● GIVEN PASSAGE:
________________________
Diazo is your problem. Get a poly based emulsion and there is nothing to mix and the shelf life is at least a year from manufacture date. My now almost empty bucket of Saati PHU is over two years old, and it still works.


----------



## Twisted Grafix (Oct 5, 2016)

Yeah, like NoXid said, photopolymer is the way to go. They last a year or so.


----------



## KevinD (Jan 5, 2018)

Photopolymer emulsion requires no activator. It has a much longer shelf life. Usually a higher solids percentage and a much faster exposure time. Not recommended for Solvent based inks.


----------



## ejnrby (Oct 20, 2014)

If you're using waterbased inks, most pure photopolymer emulsions aren't going to work for you as they are not water resistant. Something like Chromaline Chromatech WR will work though.


----------



## KevinD (Jan 5, 2018)

ejnrby is correct. I should have stated that plastisol inks only for photopolymers.


----------



## NoXid (Apr 4, 2011)

ejnrby said:


> If you're using waterbased inks, most pure photopolymer emulsions aren't going to work for you as they are not water resistant. Something like Chromaline Chromatech WR will work though.


I only print WB and I only use Saati PHU photopolymer. I'm not sure which polys work with WB, but some do, and without need using a dual cure.


----------



## kong7014 (Jan 30, 2014)

Buy the gallon, cut in half in a spare container, store unmixed portion in a dark, cool and dry location.


----------



## Sulp (Dec 7, 2010)

KevinD said:


> Photopolymer emulsion requires no activator. It has a much longer shelf life. Usually a higher solids percentage and a much faster exposure time. Not recommended for Solvent based inks.


This isn't true anymore. I use a pure photopolymer with no additive and it is made for WB & discharge...And plastisol. Murakami T9. Its excellent emulsion and as long as you put the lid back on and seal it, it can sit on the shelf for a long time. It's very strong. I've printed 1000pc + runs of straight discharge and I never had breakdown. But after they are burnt and dried I usually throw them back in my Starlite and re-expose for 20 secs or so. Works beautifully.
________________________
● INFORMATION PROVIDED:
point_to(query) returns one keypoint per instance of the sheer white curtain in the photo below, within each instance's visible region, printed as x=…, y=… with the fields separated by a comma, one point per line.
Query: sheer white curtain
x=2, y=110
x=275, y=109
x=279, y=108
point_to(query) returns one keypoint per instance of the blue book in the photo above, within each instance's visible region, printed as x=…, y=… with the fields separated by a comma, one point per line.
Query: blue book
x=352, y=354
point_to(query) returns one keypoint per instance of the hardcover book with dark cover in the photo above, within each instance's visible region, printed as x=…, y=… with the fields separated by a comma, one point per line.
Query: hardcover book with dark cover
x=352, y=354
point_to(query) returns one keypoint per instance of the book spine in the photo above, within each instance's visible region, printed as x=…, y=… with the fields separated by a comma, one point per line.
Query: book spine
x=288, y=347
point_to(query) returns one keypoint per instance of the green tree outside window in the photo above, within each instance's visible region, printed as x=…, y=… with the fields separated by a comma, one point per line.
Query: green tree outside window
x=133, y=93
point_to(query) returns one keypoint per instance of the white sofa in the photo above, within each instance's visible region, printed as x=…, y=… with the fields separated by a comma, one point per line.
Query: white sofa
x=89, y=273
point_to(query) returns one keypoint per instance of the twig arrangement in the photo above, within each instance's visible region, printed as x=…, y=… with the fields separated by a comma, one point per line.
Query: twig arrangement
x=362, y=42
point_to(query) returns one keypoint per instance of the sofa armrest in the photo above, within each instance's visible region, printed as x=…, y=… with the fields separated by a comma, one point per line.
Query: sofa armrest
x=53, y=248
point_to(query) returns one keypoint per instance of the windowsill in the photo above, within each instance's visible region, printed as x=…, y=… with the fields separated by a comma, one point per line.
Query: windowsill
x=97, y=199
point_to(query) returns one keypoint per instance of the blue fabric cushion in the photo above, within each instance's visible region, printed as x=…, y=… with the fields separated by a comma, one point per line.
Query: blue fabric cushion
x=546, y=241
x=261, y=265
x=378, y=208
________________________
How would you sum up the emulsion discussion above in two sentences?

Posters favor photopolymer emulsion over diazo because it needs no mixing or activator and keeps much longer on the shelf, and one reports a bucket of Saati PHU still working after more than two years. They disagree about water-based inks: one says most pure photopolymers aren't water resistant and suggests Chromaline Chromatech WR, while others report printing water-based or discharge inks with Saati PHU or Murakami T9.